**YOUR GOAL**
Reproduce the material below word for word, from the line containing "the harvester roof" through its final line.

-- Start of RECORDED INFORMATION --

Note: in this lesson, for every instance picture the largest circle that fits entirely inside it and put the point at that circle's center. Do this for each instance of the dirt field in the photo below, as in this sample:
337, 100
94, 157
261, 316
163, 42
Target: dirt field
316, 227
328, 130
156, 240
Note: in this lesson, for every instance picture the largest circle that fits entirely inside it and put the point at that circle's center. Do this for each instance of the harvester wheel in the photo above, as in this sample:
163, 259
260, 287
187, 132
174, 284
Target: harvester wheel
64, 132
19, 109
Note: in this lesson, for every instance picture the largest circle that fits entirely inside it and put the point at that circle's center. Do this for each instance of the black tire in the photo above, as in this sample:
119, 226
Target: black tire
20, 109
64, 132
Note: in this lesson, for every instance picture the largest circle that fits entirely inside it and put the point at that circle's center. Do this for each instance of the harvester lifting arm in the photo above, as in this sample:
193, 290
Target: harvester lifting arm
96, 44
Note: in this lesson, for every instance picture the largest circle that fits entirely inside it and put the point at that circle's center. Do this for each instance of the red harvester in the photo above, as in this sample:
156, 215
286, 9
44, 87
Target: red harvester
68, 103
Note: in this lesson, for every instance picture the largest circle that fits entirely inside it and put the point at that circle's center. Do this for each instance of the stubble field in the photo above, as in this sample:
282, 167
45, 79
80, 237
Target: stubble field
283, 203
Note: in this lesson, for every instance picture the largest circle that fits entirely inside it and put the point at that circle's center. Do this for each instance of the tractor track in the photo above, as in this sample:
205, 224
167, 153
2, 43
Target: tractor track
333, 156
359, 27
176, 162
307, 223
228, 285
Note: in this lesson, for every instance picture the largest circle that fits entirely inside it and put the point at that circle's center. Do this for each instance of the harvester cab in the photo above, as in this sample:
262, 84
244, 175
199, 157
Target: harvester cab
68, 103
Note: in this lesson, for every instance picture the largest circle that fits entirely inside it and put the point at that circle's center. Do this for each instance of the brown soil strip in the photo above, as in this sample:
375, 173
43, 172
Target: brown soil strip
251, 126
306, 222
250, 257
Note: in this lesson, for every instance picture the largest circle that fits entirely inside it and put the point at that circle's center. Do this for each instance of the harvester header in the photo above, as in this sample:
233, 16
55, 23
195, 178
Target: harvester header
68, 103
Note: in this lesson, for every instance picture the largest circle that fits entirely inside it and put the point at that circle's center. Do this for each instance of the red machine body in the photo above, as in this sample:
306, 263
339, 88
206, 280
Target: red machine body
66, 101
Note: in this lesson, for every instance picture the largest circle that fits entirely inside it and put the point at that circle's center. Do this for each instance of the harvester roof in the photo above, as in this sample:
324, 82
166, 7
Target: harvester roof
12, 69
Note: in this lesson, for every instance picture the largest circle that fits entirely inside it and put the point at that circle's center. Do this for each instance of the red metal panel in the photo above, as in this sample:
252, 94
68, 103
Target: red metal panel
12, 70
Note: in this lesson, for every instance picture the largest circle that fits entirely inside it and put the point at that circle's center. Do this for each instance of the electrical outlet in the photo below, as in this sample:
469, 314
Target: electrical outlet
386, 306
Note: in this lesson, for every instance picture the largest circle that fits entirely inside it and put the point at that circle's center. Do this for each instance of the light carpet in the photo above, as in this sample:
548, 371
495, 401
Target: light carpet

-- End of RECORDED INFORMATION --

**TASK OUTPUT**
Note: in this lesson, for every instance picture the largest circle that fits entirely inside it and put the point at that circle's center. Do this for each instance of the harvester roof in the photo above, as in this sample:
324, 82
166, 7
Target: harvester roof
12, 69
Note: in this lesson, for every instance picture the largest circle that fits entirely inside it and put the point at that circle's center. Do this for each instance of the red metal panel in the photo above, as in this sample:
252, 94
68, 103
Target: red metal panel
12, 70
Note: in this lesson, for every instance picture the largest circle that fits entirely inside it and put the point at that circle's center. Do this for each instance of the electrical outlet in the photo below, as in this sample:
469, 314
Target: electrical outlet
386, 306
Note: in this lesson, for every instance picture the largest circle that fits entirely inside it and put the point at that circle's center. Do this for each instance of the light carpet in the photo above, as in this sample:
548, 371
495, 401
Target: light carpet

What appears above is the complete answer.